What the task requires:
Transcribe the part of the data that opens with the line containing "Where can the pastry" and closes with the line containing "pixel 271 320", reproducing those lines exactly as they appear.
....
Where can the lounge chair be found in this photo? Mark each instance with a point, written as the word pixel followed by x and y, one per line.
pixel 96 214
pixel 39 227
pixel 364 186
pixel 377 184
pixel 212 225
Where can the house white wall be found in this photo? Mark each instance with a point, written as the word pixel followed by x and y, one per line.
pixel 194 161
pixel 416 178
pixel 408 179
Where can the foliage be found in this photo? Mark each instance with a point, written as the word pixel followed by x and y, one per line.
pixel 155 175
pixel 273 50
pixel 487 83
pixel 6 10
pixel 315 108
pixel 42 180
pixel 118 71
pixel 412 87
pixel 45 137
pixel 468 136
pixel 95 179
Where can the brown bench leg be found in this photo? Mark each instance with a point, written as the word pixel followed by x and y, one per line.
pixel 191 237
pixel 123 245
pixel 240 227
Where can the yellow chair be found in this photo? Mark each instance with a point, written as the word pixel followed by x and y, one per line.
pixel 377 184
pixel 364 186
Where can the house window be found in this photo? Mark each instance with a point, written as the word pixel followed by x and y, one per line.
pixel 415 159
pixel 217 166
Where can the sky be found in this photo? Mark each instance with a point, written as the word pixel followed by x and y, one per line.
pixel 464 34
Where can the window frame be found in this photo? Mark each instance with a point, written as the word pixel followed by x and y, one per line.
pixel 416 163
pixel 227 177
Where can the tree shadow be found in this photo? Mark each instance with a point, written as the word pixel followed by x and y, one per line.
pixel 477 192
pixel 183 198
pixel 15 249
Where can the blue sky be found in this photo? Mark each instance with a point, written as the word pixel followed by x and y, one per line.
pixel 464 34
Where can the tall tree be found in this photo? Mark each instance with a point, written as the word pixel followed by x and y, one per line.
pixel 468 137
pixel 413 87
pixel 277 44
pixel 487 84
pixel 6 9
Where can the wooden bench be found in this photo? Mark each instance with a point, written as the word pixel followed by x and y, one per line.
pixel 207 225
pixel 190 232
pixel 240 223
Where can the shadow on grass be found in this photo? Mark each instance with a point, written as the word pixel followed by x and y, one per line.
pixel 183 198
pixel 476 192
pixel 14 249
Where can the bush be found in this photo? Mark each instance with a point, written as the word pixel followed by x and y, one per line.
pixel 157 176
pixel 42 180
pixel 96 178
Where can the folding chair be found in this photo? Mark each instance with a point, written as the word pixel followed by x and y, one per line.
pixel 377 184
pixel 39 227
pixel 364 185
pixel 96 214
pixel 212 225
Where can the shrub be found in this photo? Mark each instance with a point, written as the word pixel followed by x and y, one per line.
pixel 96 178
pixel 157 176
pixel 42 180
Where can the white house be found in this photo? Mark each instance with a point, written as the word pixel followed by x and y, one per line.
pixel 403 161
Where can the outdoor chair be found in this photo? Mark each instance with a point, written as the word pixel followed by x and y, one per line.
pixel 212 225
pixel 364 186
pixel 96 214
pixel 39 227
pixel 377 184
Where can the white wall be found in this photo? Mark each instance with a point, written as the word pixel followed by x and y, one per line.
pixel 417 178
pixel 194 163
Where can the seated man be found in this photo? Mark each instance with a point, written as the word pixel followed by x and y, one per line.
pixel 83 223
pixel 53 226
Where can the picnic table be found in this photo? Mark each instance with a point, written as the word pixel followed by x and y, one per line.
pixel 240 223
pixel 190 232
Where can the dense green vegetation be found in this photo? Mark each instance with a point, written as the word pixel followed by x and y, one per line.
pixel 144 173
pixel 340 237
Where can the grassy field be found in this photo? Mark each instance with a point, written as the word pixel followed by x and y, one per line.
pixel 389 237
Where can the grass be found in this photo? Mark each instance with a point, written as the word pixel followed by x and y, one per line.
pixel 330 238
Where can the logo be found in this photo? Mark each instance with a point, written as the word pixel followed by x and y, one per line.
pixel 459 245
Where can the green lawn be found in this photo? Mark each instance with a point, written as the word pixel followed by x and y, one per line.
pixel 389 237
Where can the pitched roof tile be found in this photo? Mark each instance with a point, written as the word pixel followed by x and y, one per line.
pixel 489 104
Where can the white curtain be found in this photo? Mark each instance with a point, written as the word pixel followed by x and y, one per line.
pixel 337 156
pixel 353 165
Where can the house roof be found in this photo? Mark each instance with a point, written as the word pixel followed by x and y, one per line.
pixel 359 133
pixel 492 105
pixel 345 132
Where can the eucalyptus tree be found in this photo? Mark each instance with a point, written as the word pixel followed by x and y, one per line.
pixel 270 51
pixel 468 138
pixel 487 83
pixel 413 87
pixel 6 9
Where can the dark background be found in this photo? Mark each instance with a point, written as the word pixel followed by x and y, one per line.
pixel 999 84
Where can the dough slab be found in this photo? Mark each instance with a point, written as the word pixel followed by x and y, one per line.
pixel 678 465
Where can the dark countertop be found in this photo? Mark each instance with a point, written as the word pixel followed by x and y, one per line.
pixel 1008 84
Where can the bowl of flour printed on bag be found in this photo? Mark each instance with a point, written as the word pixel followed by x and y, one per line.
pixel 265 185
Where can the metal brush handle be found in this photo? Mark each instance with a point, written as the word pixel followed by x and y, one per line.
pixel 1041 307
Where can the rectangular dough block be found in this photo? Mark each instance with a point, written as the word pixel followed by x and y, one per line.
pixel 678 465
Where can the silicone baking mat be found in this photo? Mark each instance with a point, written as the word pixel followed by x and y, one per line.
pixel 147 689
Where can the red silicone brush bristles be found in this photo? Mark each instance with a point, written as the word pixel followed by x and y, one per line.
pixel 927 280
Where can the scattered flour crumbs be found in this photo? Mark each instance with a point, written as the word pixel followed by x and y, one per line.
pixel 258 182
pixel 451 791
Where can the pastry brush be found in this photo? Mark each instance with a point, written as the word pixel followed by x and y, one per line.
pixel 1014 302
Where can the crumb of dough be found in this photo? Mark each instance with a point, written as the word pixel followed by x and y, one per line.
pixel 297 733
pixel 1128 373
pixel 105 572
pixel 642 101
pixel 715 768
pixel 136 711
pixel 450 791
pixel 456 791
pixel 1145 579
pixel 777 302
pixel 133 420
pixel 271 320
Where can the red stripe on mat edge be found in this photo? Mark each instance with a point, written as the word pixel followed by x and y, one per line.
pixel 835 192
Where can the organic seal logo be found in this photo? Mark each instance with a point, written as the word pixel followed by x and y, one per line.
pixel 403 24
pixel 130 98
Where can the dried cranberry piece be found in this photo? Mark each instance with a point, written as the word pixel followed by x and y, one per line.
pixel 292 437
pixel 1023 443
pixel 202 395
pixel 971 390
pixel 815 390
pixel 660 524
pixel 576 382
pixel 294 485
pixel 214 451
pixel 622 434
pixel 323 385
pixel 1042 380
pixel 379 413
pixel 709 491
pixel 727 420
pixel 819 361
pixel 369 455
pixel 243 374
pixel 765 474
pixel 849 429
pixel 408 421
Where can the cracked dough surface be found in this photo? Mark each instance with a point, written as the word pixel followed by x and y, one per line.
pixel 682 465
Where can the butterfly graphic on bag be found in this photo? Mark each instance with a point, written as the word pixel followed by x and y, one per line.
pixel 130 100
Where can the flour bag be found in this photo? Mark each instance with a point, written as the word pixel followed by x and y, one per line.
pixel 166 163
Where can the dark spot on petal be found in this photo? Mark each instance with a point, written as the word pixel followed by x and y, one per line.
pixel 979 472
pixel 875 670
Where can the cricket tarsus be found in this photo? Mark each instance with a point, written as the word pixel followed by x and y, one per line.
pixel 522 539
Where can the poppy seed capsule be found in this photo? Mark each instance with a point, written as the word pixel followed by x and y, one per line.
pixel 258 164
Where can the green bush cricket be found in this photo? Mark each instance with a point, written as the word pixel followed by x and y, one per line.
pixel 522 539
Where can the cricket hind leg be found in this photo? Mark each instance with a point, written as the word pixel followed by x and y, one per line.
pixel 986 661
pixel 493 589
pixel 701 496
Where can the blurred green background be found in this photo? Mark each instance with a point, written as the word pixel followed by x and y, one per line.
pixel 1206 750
....
Result of this task:
Where can the pastry brush be found in this photo? Mark each instance with a point, written as the word pixel followed by x and y, one per line.
pixel 1014 302
Where can the crumb of dough be found in this photo? Mark each instance with a point, written as the word pixel followed by x and y, one per line.
pixel 297 733
pixel 1128 373
pixel 105 572
pixel 642 101
pixel 715 768
pixel 136 711
pixel 450 791
pixel 456 791
pixel 1145 579
pixel 777 302
pixel 133 420
pixel 271 320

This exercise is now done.